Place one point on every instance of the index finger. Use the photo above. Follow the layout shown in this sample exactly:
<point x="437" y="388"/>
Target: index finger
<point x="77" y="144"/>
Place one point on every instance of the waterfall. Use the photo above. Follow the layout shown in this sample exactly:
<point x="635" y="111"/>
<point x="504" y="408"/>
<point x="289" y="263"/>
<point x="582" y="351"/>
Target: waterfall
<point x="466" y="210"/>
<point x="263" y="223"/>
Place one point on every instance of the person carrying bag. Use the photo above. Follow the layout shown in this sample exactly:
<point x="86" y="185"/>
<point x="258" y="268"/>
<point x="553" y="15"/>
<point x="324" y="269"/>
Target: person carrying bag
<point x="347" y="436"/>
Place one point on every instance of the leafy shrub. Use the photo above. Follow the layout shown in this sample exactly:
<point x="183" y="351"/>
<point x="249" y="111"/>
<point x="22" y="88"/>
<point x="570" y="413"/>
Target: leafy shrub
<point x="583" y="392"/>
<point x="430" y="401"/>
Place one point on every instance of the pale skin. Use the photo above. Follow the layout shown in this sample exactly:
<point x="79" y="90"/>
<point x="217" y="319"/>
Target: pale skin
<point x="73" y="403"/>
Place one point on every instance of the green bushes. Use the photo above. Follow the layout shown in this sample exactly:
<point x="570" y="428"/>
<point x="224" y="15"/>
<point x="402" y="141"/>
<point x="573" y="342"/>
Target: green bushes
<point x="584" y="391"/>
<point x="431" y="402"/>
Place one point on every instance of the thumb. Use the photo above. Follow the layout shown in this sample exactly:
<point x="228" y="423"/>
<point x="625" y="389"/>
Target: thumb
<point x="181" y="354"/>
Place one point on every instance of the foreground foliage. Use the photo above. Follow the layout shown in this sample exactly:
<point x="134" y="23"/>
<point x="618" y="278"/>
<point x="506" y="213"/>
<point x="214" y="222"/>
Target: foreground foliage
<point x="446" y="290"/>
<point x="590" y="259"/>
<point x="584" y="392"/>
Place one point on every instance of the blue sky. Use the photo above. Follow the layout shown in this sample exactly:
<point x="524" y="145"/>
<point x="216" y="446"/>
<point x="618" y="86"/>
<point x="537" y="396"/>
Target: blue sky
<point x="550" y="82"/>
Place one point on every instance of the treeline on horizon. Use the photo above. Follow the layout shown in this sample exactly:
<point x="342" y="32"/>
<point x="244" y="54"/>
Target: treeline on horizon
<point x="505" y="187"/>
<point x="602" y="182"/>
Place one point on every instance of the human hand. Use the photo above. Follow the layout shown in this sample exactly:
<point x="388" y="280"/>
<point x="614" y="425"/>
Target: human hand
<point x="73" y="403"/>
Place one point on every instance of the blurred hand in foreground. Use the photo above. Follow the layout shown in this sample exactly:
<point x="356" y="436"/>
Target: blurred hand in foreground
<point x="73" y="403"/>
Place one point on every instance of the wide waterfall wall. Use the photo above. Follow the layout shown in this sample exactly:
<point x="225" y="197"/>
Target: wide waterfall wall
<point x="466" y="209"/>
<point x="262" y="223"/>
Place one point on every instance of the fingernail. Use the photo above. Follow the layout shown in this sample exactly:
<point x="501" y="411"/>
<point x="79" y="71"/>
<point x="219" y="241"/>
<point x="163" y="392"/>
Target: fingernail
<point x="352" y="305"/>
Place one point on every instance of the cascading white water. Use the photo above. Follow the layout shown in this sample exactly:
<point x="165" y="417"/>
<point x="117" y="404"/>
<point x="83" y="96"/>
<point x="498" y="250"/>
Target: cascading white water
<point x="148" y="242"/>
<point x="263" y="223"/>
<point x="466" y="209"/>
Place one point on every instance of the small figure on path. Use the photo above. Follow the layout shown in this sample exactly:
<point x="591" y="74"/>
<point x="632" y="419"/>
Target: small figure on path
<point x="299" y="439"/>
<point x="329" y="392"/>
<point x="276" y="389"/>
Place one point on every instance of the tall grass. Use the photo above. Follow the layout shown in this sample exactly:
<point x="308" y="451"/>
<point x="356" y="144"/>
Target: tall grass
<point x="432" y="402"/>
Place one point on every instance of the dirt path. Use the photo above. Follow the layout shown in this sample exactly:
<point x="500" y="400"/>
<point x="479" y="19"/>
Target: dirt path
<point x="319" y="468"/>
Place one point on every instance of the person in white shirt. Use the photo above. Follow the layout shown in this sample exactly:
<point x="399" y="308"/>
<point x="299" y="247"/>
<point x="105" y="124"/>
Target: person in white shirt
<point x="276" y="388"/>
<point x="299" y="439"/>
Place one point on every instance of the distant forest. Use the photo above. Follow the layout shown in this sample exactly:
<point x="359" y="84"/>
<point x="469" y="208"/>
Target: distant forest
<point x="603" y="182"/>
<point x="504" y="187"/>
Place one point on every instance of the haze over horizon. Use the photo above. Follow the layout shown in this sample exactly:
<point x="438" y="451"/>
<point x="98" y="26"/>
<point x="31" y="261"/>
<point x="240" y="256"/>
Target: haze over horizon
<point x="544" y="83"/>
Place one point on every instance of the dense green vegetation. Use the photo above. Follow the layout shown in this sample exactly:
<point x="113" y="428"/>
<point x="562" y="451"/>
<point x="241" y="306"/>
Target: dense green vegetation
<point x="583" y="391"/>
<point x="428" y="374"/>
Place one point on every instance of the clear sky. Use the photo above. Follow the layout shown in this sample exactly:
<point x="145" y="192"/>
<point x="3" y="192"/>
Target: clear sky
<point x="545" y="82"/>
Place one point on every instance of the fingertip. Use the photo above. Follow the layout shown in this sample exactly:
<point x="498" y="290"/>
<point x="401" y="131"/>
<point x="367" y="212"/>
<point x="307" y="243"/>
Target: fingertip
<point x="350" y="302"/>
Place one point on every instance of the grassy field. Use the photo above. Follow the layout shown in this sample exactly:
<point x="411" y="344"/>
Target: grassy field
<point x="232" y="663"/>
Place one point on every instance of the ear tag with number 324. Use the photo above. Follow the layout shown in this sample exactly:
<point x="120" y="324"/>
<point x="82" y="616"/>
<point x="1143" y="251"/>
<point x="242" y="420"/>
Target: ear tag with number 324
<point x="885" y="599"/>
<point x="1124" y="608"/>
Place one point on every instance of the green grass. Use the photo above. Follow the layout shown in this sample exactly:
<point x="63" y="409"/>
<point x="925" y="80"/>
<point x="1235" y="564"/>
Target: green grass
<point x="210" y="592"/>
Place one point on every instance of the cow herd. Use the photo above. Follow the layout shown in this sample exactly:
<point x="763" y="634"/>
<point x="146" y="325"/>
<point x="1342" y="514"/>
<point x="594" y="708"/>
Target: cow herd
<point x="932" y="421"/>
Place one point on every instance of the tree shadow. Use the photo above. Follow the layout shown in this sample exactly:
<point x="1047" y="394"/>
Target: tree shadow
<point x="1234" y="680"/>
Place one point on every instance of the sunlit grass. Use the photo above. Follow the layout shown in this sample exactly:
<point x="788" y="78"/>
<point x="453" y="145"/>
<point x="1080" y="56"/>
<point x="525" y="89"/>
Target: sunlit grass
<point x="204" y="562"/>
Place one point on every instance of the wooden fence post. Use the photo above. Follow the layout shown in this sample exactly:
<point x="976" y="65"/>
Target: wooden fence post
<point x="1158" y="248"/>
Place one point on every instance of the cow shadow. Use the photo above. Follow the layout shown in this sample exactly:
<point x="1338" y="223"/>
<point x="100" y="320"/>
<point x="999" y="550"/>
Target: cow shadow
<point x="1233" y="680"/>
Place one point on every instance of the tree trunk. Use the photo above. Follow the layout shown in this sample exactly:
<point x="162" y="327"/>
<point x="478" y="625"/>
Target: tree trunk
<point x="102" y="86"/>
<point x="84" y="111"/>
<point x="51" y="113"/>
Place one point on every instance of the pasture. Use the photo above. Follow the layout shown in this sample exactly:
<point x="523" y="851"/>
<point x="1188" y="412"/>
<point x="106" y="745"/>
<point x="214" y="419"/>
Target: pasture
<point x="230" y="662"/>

**WORK TO COMPLETE**
Exactly and exclusively, repeat the lines from the line that contains "Place one point on every instance of the wooden" through the end of the records, both ends included.

**EXPECTED OUTPUT**
Place one point on every instance of the wooden fence post. Use the photo above. Follow the layout shown in this sample exactly:
<point x="976" y="65"/>
Target: wooden fence post
<point x="1158" y="248"/>
Place one point on every instance of the cow shadow. Use the photo above. Follow the layout shown in this sample exactly:
<point x="1338" y="223"/>
<point x="100" y="320"/>
<point x="999" y="550"/>
Target: cow shadow
<point x="1233" y="680"/>
Place one point on every instance of the tree trunk. Use the photo above. Follow the layout shown in this sample exactly:
<point x="162" y="327"/>
<point x="478" y="625"/>
Target: tree trunk
<point x="102" y="86"/>
<point x="84" y="111"/>
<point x="51" y="113"/>
Place one point on every instance of the pasture. Use the photo above. Follow the layout shown in this sample exactly:
<point x="523" y="851"/>
<point x="1188" y="412"/>
<point x="106" y="745"/>
<point x="214" y="419"/>
Target: pasture
<point x="230" y="662"/>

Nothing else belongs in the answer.